SUPPLIED TEXT:

(begin)

# New Classical Listener - Plz make some recommendations :)



## newuser (Oct 18, 2012)

Hi, I recently started listening to classical a lot, and I was hoping to get some recommendations of composers to check out based on what I like now.

Elgar - Nimrod
Debussy
Bach Cello & Violin Concertos (I like the version without the harpsichord; it hurts my ears)
Chopin

Thanks!


----------



## Sonata (Aug 7, 2010)

Ravel: any of his piano works
Faure: nocturnes
Schubert: piano sonatas 13 and 14
Mendelssohn: violin concertos
Dvorak: "American" string quartet
Brahms: Violin sonatas, string quintets.


----------



## jdk (Sep 5, 2012)

I'm also new to the classical world. Love Chopin myself, so you might enjoy some Liszt. Try 'Totentanz'.


----------



## Turangalîla (Jan 29, 2012)

Hello all new members! It is nice to have you here.
No one has mentioned anything by Robert Schumann. I find his piano works and Lieder to be indispensable.
Hope that helps


----------



## newuser (Oct 18, 2012)

Great! Thank you 3. Looking forward to listening


----------



## Sonata (Aug 7, 2010)

Touching off of Carter's post, Schumann's wife Clara wrote some lieder as well. She's not a very popular composer, but I personally found hers to be quite lovely.

(end)

PROVIDED RECORDS:
(begin)

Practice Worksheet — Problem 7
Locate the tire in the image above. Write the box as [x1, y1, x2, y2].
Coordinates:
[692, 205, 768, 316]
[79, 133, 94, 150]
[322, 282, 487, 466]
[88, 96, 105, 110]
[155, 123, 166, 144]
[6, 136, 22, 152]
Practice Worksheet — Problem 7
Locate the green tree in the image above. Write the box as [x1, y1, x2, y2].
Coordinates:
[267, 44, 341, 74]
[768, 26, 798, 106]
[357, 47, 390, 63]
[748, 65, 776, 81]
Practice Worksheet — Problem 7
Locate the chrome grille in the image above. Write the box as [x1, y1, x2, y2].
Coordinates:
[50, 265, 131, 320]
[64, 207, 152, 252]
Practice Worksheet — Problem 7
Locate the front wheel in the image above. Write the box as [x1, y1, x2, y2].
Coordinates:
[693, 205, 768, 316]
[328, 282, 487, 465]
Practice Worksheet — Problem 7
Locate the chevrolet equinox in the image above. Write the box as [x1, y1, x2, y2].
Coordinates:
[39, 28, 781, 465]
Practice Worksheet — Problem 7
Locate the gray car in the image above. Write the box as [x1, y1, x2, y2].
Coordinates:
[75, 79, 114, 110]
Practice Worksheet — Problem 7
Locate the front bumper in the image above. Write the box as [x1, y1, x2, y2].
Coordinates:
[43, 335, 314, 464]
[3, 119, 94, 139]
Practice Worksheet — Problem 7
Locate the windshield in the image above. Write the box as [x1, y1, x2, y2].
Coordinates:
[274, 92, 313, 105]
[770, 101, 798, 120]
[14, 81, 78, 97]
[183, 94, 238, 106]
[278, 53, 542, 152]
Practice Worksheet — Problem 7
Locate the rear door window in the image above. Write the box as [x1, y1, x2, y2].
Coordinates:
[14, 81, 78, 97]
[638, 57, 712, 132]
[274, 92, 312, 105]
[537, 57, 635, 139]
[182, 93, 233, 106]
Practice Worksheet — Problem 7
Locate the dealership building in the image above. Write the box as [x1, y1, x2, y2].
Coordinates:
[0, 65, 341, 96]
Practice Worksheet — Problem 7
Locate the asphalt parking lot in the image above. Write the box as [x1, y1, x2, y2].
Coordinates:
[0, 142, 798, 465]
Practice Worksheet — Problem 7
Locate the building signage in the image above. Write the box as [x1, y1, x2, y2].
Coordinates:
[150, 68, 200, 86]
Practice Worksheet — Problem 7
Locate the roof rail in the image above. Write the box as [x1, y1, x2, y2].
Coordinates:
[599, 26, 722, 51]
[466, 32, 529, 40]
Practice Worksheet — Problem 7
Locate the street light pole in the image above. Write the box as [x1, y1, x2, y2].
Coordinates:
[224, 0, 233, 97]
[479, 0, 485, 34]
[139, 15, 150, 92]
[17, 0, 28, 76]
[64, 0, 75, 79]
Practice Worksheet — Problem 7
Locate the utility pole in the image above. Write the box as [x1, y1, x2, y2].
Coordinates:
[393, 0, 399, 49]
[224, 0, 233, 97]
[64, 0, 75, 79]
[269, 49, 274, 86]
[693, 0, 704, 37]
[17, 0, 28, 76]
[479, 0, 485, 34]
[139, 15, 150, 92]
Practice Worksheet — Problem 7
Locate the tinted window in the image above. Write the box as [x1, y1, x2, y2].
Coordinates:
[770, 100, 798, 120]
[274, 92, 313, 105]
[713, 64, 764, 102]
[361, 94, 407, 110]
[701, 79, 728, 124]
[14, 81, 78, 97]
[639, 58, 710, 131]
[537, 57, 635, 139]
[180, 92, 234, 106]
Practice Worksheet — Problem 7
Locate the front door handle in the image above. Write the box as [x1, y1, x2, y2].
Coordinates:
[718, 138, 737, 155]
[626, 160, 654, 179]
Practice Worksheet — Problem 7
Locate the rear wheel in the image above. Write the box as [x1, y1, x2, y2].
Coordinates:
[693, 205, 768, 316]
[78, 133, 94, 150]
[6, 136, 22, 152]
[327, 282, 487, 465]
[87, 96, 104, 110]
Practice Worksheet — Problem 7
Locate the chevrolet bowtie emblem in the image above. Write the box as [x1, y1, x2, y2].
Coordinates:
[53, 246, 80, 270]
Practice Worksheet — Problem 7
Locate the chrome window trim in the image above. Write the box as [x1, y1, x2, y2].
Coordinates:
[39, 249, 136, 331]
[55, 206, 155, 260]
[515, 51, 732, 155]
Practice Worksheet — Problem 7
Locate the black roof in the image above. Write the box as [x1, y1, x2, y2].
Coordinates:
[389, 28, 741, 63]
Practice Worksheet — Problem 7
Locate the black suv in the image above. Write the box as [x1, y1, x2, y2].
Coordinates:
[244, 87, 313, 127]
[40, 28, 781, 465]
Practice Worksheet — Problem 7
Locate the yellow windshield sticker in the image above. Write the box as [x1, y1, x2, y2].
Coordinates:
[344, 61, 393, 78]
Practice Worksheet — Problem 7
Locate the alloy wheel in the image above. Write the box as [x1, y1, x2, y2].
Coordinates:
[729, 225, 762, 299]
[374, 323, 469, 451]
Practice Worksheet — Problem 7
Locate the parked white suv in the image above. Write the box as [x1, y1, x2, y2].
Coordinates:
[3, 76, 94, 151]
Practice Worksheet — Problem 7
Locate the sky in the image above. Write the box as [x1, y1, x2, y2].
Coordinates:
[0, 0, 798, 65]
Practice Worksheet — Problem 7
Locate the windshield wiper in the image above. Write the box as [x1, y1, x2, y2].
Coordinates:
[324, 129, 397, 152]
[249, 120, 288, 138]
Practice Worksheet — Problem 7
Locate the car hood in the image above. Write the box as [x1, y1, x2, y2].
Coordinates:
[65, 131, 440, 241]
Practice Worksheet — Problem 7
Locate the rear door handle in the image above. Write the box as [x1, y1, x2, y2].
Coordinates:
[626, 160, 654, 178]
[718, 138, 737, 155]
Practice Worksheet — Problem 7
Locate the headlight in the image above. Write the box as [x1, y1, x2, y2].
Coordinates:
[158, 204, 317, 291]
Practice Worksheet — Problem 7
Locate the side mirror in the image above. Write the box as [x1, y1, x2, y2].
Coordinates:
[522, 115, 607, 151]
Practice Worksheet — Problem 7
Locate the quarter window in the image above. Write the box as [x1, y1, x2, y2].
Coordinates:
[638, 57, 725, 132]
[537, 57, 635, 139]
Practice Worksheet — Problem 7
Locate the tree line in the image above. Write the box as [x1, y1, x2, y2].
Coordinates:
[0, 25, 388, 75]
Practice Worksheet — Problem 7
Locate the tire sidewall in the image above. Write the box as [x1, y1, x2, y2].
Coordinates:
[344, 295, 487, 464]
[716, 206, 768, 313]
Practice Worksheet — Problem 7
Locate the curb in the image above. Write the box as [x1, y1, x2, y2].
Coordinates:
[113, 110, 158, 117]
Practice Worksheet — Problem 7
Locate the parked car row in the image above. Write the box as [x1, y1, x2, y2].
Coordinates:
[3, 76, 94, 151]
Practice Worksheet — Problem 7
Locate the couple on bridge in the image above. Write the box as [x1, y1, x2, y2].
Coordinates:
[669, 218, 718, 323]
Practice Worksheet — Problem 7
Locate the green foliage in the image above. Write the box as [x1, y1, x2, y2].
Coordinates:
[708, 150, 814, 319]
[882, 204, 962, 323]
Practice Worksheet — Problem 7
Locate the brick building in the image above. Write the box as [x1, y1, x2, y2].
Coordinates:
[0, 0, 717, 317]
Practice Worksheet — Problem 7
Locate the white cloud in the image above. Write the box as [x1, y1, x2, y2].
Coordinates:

(end)

TASKS AND EXERCISES:
- A) List every composer named in Sonata's first reply in the classical music thread.
- B) Answer these questions from the classical music thread:
(i) Why does newuser prefer the Bach version without the harpsichord?
(ii) Which Liszt piece does jdk suggest?
(iii) Which kinds of Robert Schumann's works does Turangalîla call indispensable?
- C) Carry the classical music thread on past Sonata's last post about Clara Schumann.
The entries above have no part in any of this.

OUTPUTS:
- A) Ravel, Faure, Schubert, Mendelssohn, Dvorak, Brahms

- B)
(i) The harpsichord hurts newuser's ears.
(ii) Totentanz
(iii) His piano works and Lieder

- C)
----------



## Carpenoctem (May 15, 2012)

Chopin - Nocturnes
Debussy - La Mer
Tchaikovsky - Serenade Op. 48
Vivaldi - Four Seasons
Schubert - Piano Sonatas 19,20,21


----------



## Tero (Jun 2, 2012)

http://www.amazon.com/gp/product/B000065TUZ/ref=dm_dp_cdp?ie=UTF8&qid=1350560155&s=music&sr=8-5


----------



## bigshot (Nov 22, 2011)

My advice would be to quickly look over the different categories and decide on one of them to start with. If you dive into a dozen completely different composers at once, it'll just be too confusing. Your four examples there represent British composers, French impressionism, Baroque and Romantic piano music. That is a massive range. Best to narrow it down a bit so it's easier to understand the context.


----------



## neoshredder (Nov 7, 2011)

Ravel, Faure, Satie, Schubert, Vaughan Williams, and Mendelssohn would be of interest to you imo.


----------



## Guest (Oct 18, 2012)

newuser said:


> Hi, I recently started listening to classical a lot, and I was hoping to get some recommendations of composers to check out based on what I like now.
> 
> Elgar - Nimrod
> Debussy
> ...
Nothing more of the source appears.